# PROBLEM TO SOLVE
Reproduce the records word for word from their start up to and including the line with "[142,40,324,557]". Leave the pictures out of your answer.

# GIVEN DATA

......

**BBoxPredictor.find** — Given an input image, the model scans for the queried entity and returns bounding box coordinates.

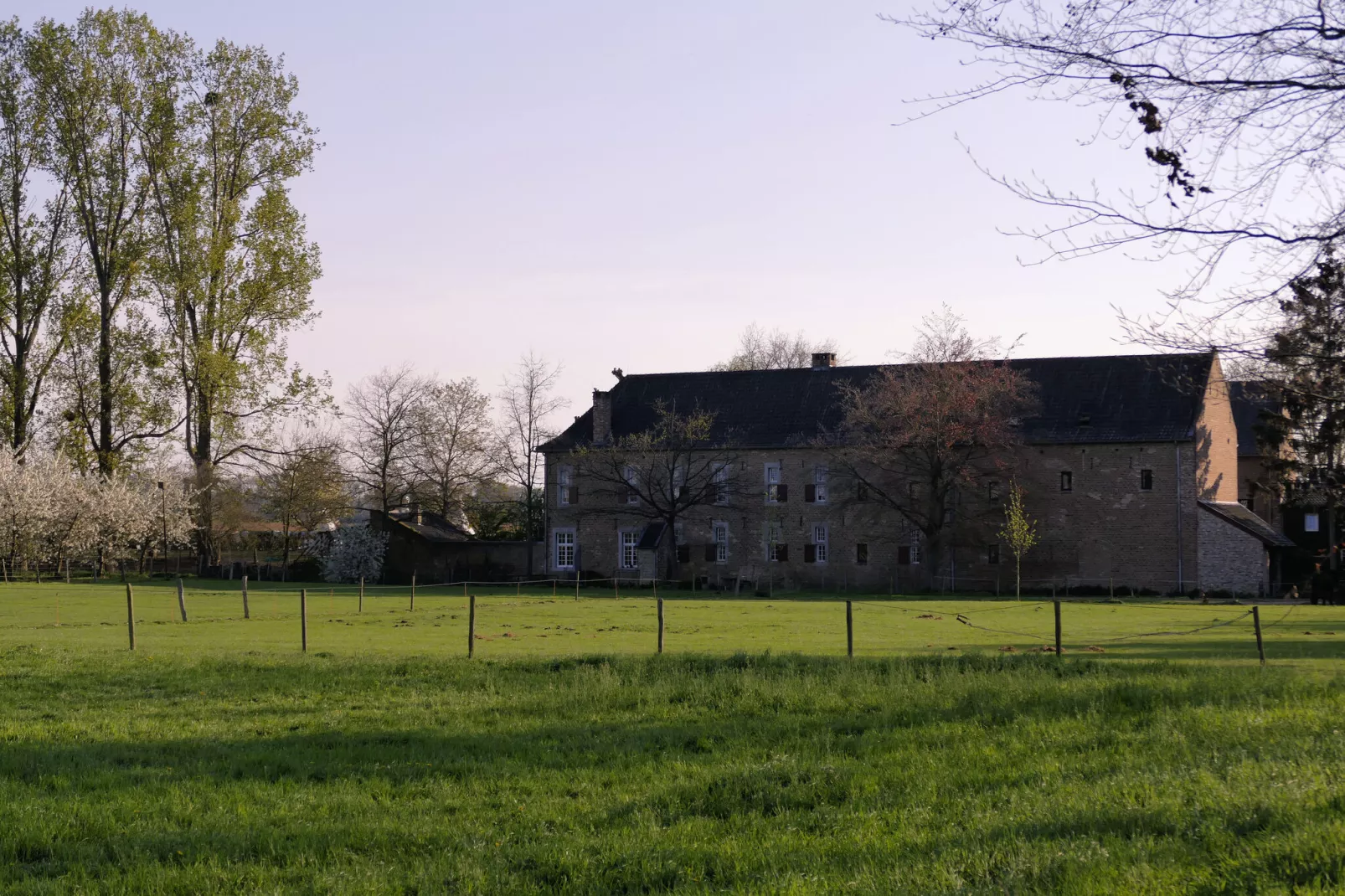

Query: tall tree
[29,9,187,476]
[499,353,569,559]
[1258,253,1345,569]
[257,435,350,570]
[575,402,743,579]
[142,40,324,557]
[0,22,71,456]
[710,323,838,370]
[411,377,497,522]
[835,308,1032,581]
[342,364,430,514]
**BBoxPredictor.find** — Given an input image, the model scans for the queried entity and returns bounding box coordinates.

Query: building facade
[541,354,1291,594]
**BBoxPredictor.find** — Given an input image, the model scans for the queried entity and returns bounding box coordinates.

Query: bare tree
[497,353,569,562]
[893,0,1345,321]
[342,364,430,514]
[835,308,1032,586]
[410,377,497,522]
[575,402,743,579]
[710,323,837,370]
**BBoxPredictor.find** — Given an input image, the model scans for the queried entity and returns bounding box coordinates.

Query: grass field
[0,584,1345,893]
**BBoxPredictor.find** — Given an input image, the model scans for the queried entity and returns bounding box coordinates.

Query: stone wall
[1196,512,1270,595]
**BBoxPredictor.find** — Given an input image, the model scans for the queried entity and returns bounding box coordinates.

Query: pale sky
[9,0,1179,413]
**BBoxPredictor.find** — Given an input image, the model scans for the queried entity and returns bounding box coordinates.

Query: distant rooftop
[541,353,1214,451]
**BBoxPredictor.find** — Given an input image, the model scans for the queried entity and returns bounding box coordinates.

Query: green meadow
[0,583,1345,893]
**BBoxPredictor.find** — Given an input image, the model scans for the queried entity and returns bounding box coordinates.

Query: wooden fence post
[1252,605,1265,666]
[126,581,136,650]
[1054,600,1061,659]
[845,600,854,657]
[466,595,477,659]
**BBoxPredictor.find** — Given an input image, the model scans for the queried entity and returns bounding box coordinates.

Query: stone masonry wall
[548,443,1197,592]
[1197,512,1268,595]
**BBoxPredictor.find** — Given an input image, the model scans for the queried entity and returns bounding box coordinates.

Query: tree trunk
[187,393,218,565]
[94,287,113,479]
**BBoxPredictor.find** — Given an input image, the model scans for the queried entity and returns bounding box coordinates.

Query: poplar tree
[0,22,74,456]
[144,40,326,559]
[28,9,187,476]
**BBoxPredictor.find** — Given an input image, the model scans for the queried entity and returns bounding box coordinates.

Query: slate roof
[389,508,472,542]
[539,353,1214,451]
[1228,382,1281,457]
[1198,497,1294,548]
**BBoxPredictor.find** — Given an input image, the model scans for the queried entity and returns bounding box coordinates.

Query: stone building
[541,353,1291,594]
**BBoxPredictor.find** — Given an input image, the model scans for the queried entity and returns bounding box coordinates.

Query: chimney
[593,389,612,445]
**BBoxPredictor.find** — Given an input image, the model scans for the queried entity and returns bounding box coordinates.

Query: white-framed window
[555,466,575,507]
[617,528,640,569]
[551,528,575,569]
[764,464,780,504]
[812,523,828,564]
[710,522,729,564]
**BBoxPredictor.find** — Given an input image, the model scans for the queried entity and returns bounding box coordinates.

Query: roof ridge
[619,350,1217,382]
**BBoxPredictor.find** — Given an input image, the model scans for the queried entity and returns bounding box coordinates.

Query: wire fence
[0,579,1328,663]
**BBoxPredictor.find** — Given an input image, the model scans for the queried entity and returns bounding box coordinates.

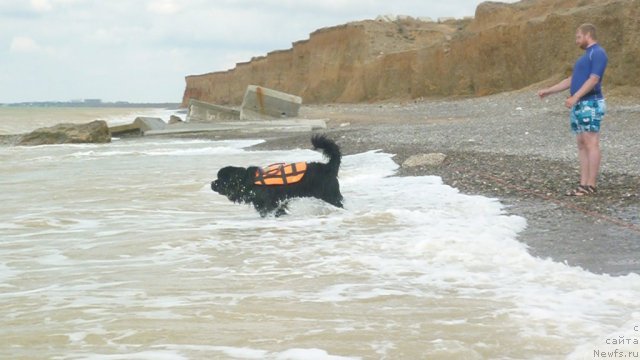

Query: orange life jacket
[254,162,307,185]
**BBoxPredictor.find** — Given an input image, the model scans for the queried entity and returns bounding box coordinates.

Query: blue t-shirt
[571,44,608,100]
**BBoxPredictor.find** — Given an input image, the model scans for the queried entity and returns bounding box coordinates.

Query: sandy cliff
[183,0,640,104]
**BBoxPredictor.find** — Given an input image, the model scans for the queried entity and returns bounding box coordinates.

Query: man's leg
[578,132,601,187]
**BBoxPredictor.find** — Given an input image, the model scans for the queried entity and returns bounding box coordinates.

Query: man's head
[576,24,597,50]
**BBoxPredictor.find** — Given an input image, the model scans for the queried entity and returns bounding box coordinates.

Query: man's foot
[565,185,597,196]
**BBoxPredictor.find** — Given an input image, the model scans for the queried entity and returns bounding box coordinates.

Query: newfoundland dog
[211,135,342,217]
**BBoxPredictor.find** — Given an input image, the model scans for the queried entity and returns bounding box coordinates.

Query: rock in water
[18,120,111,145]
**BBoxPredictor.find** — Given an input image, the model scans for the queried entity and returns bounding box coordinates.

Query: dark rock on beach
[17,120,111,145]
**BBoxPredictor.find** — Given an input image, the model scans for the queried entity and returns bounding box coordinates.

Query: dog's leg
[275,201,289,217]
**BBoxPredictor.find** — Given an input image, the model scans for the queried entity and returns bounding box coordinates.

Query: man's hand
[538,89,550,99]
[564,96,579,109]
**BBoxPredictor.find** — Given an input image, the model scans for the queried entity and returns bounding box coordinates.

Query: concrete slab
[109,116,167,137]
[187,99,240,123]
[240,85,302,120]
[144,119,327,136]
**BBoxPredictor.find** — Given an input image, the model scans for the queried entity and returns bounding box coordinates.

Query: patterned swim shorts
[570,99,607,134]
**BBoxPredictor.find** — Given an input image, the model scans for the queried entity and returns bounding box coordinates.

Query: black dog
[211,135,342,217]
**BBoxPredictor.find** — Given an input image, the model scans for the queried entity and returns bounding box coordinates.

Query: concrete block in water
[187,99,240,123]
[109,116,167,136]
[240,85,302,120]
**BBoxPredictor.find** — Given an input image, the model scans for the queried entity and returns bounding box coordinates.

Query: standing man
[538,24,608,196]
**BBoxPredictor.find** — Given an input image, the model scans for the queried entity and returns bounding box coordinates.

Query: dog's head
[211,166,256,202]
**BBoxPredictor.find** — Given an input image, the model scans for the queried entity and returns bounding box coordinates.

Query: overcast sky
[0,0,514,103]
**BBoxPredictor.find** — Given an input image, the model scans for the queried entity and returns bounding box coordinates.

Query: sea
[0,108,640,360]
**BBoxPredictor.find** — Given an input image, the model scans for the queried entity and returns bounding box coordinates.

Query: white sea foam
[0,139,640,359]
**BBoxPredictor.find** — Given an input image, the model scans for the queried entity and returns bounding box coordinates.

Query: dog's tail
[311,135,342,175]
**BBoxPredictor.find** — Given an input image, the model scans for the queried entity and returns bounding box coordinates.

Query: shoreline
[0,91,640,276]
[174,92,640,276]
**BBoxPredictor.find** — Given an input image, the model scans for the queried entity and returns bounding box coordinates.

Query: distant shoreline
[0,101,181,109]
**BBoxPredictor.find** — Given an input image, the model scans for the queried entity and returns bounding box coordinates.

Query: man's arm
[564,74,600,108]
[538,76,571,99]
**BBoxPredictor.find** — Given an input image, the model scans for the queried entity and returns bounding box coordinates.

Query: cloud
[0,0,515,102]
[147,0,182,15]
[31,0,53,12]
[9,36,42,53]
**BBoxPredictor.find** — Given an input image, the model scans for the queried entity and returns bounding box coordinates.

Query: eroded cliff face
[183,0,640,105]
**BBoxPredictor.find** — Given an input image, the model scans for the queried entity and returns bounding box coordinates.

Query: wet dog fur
[211,135,343,217]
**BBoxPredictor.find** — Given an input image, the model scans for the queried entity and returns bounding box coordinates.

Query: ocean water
[0,110,640,360]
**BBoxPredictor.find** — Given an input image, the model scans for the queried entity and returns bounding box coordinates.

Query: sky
[0,0,515,103]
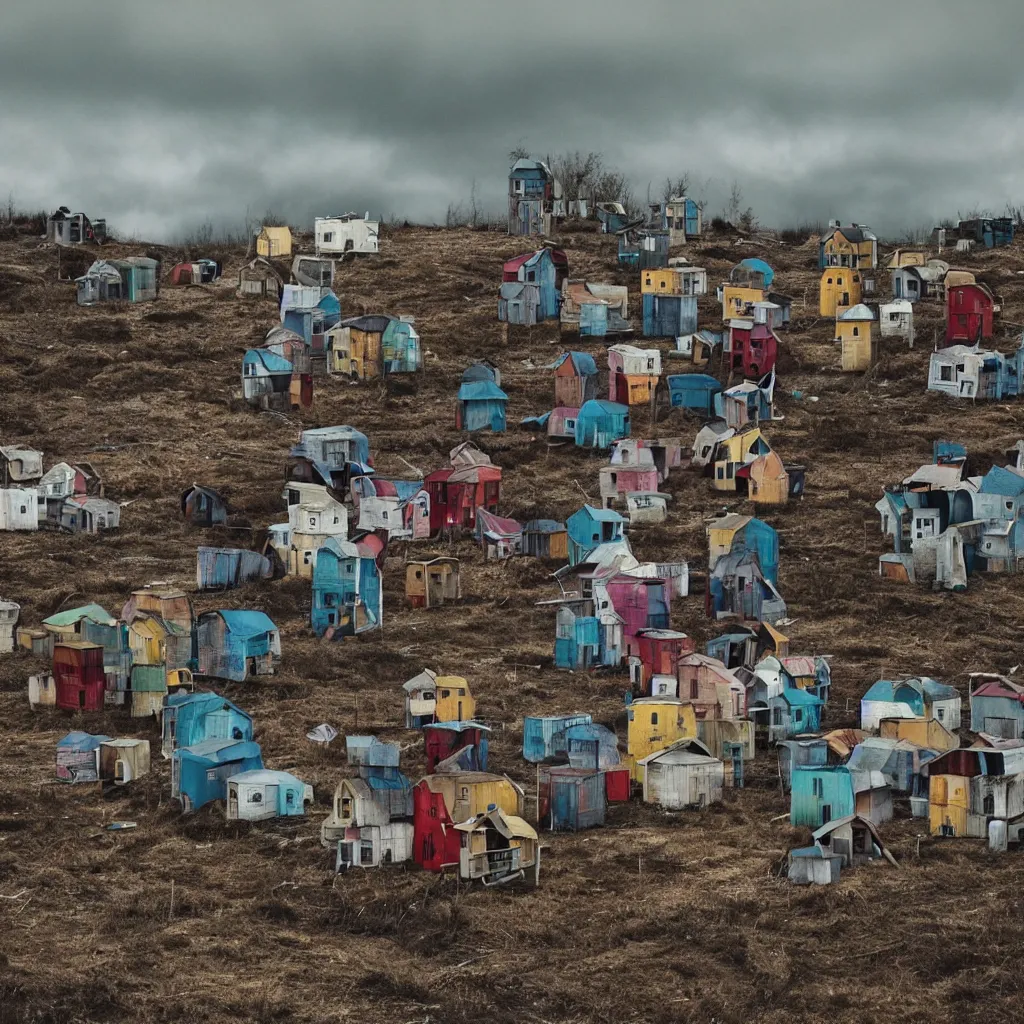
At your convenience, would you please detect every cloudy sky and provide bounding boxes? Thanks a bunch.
[0,0,1024,241]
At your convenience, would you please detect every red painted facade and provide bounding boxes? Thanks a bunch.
[53,643,106,711]
[729,322,778,378]
[946,285,995,345]
[636,630,697,696]
[424,466,502,534]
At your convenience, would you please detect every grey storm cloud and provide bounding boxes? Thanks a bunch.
[0,0,1024,241]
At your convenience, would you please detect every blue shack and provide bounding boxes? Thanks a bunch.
[776,738,828,793]
[499,249,561,323]
[171,739,263,814]
[509,159,555,234]
[381,316,423,374]
[299,426,373,469]
[565,722,622,771]
[309,537,382,639]
[161,690,253,758]
[616,226,669,270]
[455,381,508,433]
[555,601,601,671]
[196,547,273,590]
[641,292,697,338]
[956,217,1014,249]
[539,767,607,831]
[790,765,893,828]
[575,398,630,449]
[565,505,626,565]
[522,715,593,764]
[666,374,722,416]
[196,609,281,683]
[732,257,775,288]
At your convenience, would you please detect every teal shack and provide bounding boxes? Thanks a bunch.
[455,381,509,433]
[171,739,263,814]
[565,505,626,565]
[574,398,630,449]
[161,690,253,758]
[790,765,893,828]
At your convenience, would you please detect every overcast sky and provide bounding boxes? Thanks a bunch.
[0,0,1024,241]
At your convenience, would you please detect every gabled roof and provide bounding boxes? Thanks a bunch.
[458,381,508,401]
[217,610,278,637]
[243,348,295,374]
[43,604,117,629]
[553,352,597,377]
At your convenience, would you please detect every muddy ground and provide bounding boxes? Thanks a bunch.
[0,218,1024,1024]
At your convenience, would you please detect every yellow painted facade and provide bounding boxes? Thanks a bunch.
[928,775,971,836]
[836,321,876,374]
[722,285,765,321]
[256,226,292,259]
[434,676,476,722]
[749,452,790,505]
[424,772,522,821]
[128,617,167,665]
[818,266,861,317]
[711,427,762,490]
[626,699,697,782]
[327,327,383,380]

......

# RESPONSE
**BBoxPredictor.find** — Given an input image, the model scans for the queried entity and returns bounding box coordinates.


Query: tall tree
[29,9,187,476]
[499,353,569,559]
[1258,253,1345,569]
[257,435,350,570]
[575,402,743,579]
[142,40,324,557]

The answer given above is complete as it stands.